# Work instruction A
In the candidates list, on what date did John Lewis die?
# Work instruction B
Reproduce the candidates list between "This is a list" and "with an asterisk.", inclusive, switching "preselection" to "endorsement".

# Text passage
◆ ◆ ◆ ◆ ◆ ◆ ◆

= Candidates of the 1924 South Australian state election =

1924 SA Election Candidates

This is a list of candidates of the 1924 South Australian state election.

==Retiring MPs==

===Liberal Federation===

- John Godfree (Murray) – lost preselection
- Joseph Anthony Harper (East Torrens) – retired
- George Hussey (Sturt) – lost preselection

Two vacancies for the Northern District in the Legislative Council had remained unfilled following the deaths of John Lewis on 25 August 1923 and John George Bice on 9 November 1923. Both MLCs were not due to be up for re-election in 1924, and their seats were filled at the election in addition to the two Northern District seats that would normally have been contested.

==House of Assembly==
Sitting members are shown in bold text. Successful candidates are marked with an asterisk.

◆ ◆ ◆ ◆ ◆ ◆ ◆

# Data for analysis

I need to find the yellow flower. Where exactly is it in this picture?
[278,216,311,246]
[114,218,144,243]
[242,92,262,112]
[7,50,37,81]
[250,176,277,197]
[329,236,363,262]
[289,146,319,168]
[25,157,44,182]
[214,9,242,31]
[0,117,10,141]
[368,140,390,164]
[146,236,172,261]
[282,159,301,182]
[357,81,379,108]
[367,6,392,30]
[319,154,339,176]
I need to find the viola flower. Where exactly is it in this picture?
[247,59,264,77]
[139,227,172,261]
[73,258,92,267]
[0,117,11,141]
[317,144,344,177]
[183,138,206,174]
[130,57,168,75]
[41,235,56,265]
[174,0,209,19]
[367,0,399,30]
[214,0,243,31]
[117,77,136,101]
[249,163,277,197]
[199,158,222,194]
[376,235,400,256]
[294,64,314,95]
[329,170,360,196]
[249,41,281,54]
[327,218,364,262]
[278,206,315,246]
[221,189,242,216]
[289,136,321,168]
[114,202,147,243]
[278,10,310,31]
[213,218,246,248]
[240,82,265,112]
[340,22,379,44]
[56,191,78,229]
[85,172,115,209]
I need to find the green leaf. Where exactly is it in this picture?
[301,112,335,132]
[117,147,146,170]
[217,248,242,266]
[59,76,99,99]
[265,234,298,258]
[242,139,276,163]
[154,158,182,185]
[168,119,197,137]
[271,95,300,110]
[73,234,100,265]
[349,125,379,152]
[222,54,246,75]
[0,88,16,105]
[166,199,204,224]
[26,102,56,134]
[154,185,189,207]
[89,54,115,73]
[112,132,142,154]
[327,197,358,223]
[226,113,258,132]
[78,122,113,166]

◆ ◆ ◆ ◆ ◆ ◆ ◆

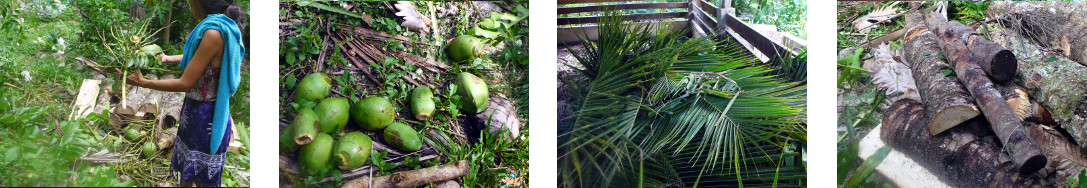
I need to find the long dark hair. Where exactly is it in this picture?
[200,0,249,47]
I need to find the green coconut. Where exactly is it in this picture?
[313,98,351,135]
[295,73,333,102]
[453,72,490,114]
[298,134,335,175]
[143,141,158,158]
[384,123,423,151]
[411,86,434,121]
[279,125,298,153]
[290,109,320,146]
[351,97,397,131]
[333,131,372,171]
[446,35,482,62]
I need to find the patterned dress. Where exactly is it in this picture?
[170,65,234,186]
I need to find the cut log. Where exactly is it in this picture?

◆ ◆ ◆ ◆ ◆ ◆ ◆

# Response A
25 August 1923

# Response B
This is a list of candidates of the 1924 South Australian state election.

==Retiring MPs==

===Liberal Federation===

- John Godfree (Murray) – lost endorsement
- Joseph Anthony Harper (East Torrens) – retired
- George Hussey (Sturt) – lost endorsement

Two vacancies for the Northern District in the Legislative Council had remained unfilled following the deaths of John Lewis on 25 August 1923 and John George Bice on 9 November 1923. Both MLCs were not due to be up for re-election in 1924, and their seats were filled at the election in addition to the two Northern District seats that would normally have been contested.

==House of Assembly==
Sitting members are shown in bold text. Successful candidates are marked with an asterisk.